-------- Dataset rows

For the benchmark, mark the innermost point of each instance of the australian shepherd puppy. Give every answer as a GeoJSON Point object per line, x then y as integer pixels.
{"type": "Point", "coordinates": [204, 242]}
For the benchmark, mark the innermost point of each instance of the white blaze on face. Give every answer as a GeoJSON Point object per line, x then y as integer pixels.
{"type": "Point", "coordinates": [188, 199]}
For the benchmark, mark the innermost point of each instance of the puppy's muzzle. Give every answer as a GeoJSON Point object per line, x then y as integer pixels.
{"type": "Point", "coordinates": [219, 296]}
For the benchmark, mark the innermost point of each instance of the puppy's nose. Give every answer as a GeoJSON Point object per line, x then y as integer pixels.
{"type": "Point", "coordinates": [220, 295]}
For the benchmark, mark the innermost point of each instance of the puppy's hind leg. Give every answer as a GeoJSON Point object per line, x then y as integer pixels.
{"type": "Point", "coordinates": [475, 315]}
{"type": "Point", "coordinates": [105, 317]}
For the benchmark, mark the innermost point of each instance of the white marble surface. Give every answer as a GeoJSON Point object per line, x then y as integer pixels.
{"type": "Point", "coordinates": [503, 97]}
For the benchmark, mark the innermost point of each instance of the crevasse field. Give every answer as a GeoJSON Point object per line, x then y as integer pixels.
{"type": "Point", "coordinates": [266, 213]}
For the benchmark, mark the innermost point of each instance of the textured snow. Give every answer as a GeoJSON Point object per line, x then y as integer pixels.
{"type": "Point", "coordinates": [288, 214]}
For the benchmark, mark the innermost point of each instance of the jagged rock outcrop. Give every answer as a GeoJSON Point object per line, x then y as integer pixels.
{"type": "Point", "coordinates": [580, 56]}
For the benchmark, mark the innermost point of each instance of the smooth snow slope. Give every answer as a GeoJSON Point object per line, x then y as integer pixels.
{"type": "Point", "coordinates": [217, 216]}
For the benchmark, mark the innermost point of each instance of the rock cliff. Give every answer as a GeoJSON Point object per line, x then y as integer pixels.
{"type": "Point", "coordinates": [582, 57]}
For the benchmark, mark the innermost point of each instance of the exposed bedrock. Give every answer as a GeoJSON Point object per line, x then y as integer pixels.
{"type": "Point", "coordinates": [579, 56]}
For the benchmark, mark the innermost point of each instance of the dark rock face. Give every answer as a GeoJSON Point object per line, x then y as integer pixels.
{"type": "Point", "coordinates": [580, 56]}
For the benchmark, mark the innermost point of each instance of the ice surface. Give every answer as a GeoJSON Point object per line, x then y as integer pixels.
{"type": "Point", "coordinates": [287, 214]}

----------------

Task brief: Copy out the full material exactly as it appears.

Solution to the problem:
For the benchmark, mark the innermost point of each instance of the australian shepherd puppy. Give every answer as a GeoJSON Point object per line, x then y as integer pixels.
{"type": "Point", "coordinates": [204, 242]}
For the benchmark, mark the innermost point of each instance of the white blaze on face. Give every answer as a GeoJSON Point object per line, x then y as integer pixels.
{"type": "Point", "coordinates": [188, 199]}
For the benchmark, mark the innermost point of each instance of the puppy's muzzle. Give every answer as a GeoJSON Point object per line, x then y as integer pixels.
{"type": "Point", "coordinates": [219, 296]}
For the benchmark, mark the innermost point of each instance of the puppy's nose. Give every answer as a GeoJSON Point object per line, x then y as integer pixels.
{"type": "Point", "coordinates": [220, 295]}
For the benchmark, mark the innermost point of each instance of the puppy's hind leg. Give every answer as a GeoJSON Point object per line, x then y as integer pixels.
{"type": "Point", "coordinates": [475, 315]}
{"type": "Point", "coordinates": [105, 317]}
For the benchmark, mark the innermost point of each instance of the white marble surface. Give every answer as a GeoJSON Point object per line, x then y as integer pixels.
{"type": "Point", "coordinates": [503, 97]}
For the benchmark, mark the innermost point of each instance of the crevasse field. Give every answer as a GeoJSON Point object per line, x then y as integer pixels.
{"type": "Point", "coordinates": [266, 213]}
For the benchmark, mark the innermost point of each instance of the textured snow. Give every answer as a GeoJSON Point object per line, x then y as integer pixels.
{"type": "Point", "coordinates": [288, 214]}
For the benchmark, mark the innermost point of each instance of the jagged rock outcrop. Give every answer as a GeoJSON Point object per line, x then y as integer pixels.
{"type": "Point", "coordinates": [580, 56]}
For the benchmark, mark the innermost point of each instance of the smooth snow slope. Give every answer as a GeoJSON Point object per line, x then y as integer pixels.
{"type": "Point", "coordinates": [217, 216]}
For the benchmark, mark the innermost point of each instance of the rock cliff. Give every answer as a GeoJSON Point object per line, x then y as integer pixels.
{"type": "Point", "coordinates": [582, 57]}
For the benchmark, mark the innermost point of each instance of the exposed bedrock. Give every answer as a GeoJSON Point object per line, x then y as integer pixels.
{"type": "Point", "coordinates": [579, 56]}
For the benchmark, mark the innermost point of each instance of the dark rock face. Give every answer as a GeoJSON Point object per line, x then y as integer pixels.
{"type": "Point", "coordinates": [580, 56]}
For the benchmark, mark the innermost point of each instance of the ice surface. Give every answer as a GeoJSON Point object per line, x then y as integer pixels.
{"type": "Point", "coordinates": [287, 214]}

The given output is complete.